◆ **Data in this exercise**:
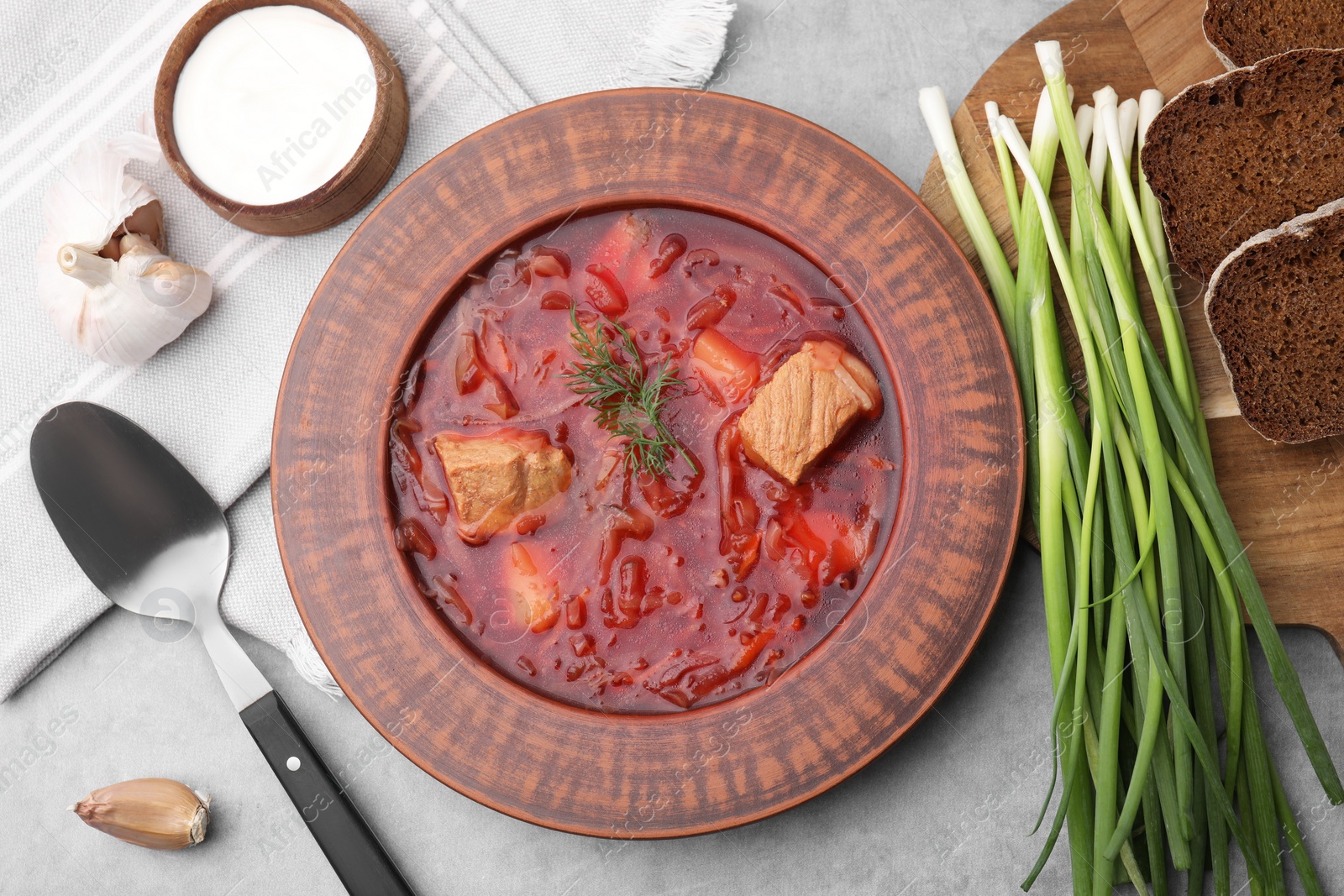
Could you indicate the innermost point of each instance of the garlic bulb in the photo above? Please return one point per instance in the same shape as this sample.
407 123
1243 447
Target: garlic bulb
---
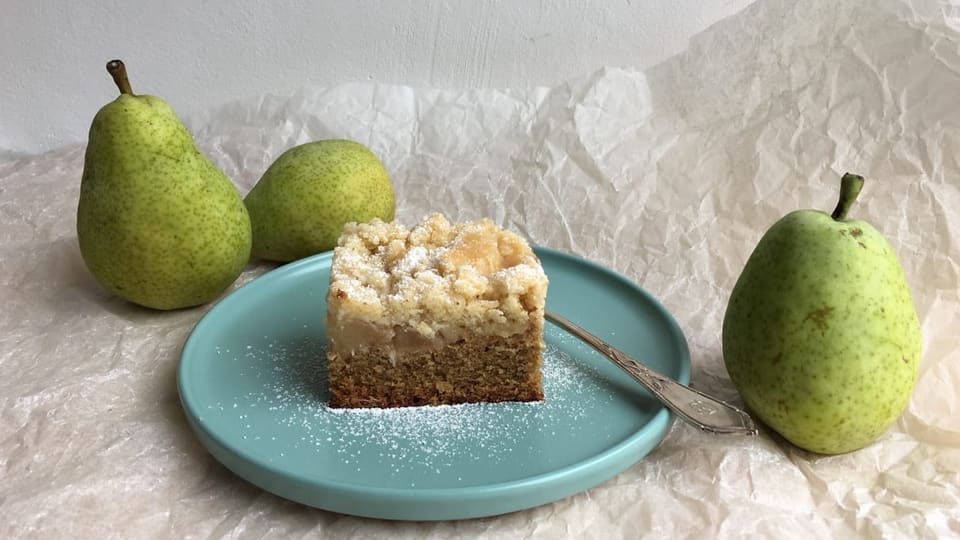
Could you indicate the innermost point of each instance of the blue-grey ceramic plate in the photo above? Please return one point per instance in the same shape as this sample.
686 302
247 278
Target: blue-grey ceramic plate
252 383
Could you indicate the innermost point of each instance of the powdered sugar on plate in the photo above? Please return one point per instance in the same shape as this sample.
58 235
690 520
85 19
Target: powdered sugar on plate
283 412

◆ **What the exercise asks**:
Write out, word for word, the lines of the records that start with the line containing "of the garlic" and run through the line containing "Target: garlic bulb", including both of those lines.

◆ **Solution to the problem**:
Could you indicate the innermost point of each instance of the garlic bulb in the photo above? Please return one point per instance in the same shape as this sample.
407 123
1243 447
Target: garlic bulb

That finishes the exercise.